### PREGUNTAS PARA RESPONDER
a) Responde según el relato sobre Laura:
(i) ¿Quién derivó a Laura al consultorio?
(ii) ¿Con quién vivía Laura?
(iii) ¿Cómo se llamaba el esposo de Leticia?
b) Escribe la continuación del relato sobre Laura y su familia a partir de su última oración.

**** FRAGMENTO PARA LEER

Por Carina Sicardi / Psicóloga / casicardi@hotmail.com
La
dama de gris estaba parada frente a mí. No la vi, ella se encargaba de que así
suceda; se mimetizaba con la gente, tanto, que se volvía invisible. Su rostro blanquecino
contrastaba con el cabello demasiado oscuro y corto. Flaca y desgarbada,
sostenía una carpeta enorme. Esto lo descubrí después, cuando comencé a
encontrarla más allá de ella.
Llegó
al consultorio por derivación del médico clínico, sin motivo aparente comenzaba
a sentir que no podía respirar, que se moría.
Laura
tenía casi 30 años y vivía con su mamá. Completaba la familia una hermana
mayor, Leticia, casada con Gabriel, quienes tenían a Tomás, su hijito del
corazón y dueño, desde que llegó, de los tiempos y las miradas de los cuatro.
Antes
de que naciera Laura, la suya era la clásica “familia tipo”: Elena, Julio,
Leticia y Adrián. Pero esa imagen soleada iba a atravesar la peor de las
tormentas. Una tarde de verano, mientras la diversión era la reina del
natatorio, el agua, aprovechándose de la inexperiencia del pequeño Adrián, se
lo llevó para siempre, alejándolo de ellos y dejando un vacío insoportable.

********
**** MATERIAL DE CONSULTA

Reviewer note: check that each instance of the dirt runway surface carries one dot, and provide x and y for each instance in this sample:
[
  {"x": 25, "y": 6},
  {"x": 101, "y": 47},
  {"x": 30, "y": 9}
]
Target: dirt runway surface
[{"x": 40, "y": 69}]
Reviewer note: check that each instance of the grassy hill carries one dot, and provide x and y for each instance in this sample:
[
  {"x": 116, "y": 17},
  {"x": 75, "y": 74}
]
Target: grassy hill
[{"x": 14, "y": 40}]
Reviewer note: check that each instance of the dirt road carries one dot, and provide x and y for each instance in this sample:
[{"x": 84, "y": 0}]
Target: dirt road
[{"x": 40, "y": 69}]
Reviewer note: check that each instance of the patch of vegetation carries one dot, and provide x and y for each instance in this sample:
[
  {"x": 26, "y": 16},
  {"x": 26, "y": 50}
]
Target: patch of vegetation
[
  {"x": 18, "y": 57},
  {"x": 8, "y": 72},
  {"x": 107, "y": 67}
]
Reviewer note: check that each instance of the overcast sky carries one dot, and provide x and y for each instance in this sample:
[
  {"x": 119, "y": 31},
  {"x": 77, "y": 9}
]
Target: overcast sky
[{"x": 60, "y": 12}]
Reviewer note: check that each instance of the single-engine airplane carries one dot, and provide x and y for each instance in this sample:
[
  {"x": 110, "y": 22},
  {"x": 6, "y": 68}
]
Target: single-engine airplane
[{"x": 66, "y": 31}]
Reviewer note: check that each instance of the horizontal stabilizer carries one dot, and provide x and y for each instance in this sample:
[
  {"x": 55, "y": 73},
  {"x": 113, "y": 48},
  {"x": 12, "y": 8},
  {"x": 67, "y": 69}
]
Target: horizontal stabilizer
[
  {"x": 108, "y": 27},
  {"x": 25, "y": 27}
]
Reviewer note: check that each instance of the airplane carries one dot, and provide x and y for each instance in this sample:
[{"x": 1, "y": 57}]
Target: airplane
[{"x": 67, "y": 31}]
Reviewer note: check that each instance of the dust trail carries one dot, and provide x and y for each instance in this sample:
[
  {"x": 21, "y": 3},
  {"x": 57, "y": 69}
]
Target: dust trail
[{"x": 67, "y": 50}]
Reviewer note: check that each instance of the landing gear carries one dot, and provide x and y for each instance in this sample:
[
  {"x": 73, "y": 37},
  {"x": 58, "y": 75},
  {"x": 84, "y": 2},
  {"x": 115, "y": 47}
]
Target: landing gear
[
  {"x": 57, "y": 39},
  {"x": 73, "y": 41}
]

********

### RESPUESTAS
a)
(i) El médico clínico.
(ii) Con su mamá.
(iii) Gabriel.

b)
Al
año de ese acontecimiento, nació Laura, en una historia que no la esperaba a
ella sino a Adrián, el hijo amado y perdido irreversiblemente, con un dolor tan
insoportable, que no permitía aceptarlo… ni aceptarla.
Elena,
llena de oscuridad, se refugió en la parte más dura de la religión, esa que
juzga y señala, inhabilita y lastima. Julio comenzó a alejarse, de a poco, casi
sin darse cuenta ni ellos de su distancia. Ya nadie lo miraba salvo Laura,
buscando a la vez su mirada, una palabra que la constituyera, algo que fuese
sólo para ella, un abrazo en el que pudiera descansar. Sí estaba ese abuelo
que, sin cuestionar nada, desafiaba soles y vientos para devolverle el cariño
que la niña le regalaba a diario.
Doce
años pasaron hasta que Julio se fue un día y nunca más volvió a la casa, donde
quizás, había soñado con ser feliz. Pero el paisaje había cambiado ya.
Entonces
el sexo comenzó a ser el mayor de los pecados, eso que, según el discurso
materno, se había arrebatado a su papá…
Así
la encontré en la vida, con casi 30 años sin conocer el placer del sexo, y de
casi nada. ¿Cómo habilitar al placer con la Inquisición centrada en su casa,
cuyas mayores representantes eran su mamá y su hermana, su única familia?
Algunas
circunstancias la llevaron a tener que tomar decisiones que comenzaron a colorear
su vida. Y la soledad en la que trabajaba cambió, permitiéndole ser parte de un
lugar donde conocer gente nueva a cada momento, era una de las características
principales. Casi no era posible sostener la estructura del “convento
familiar”.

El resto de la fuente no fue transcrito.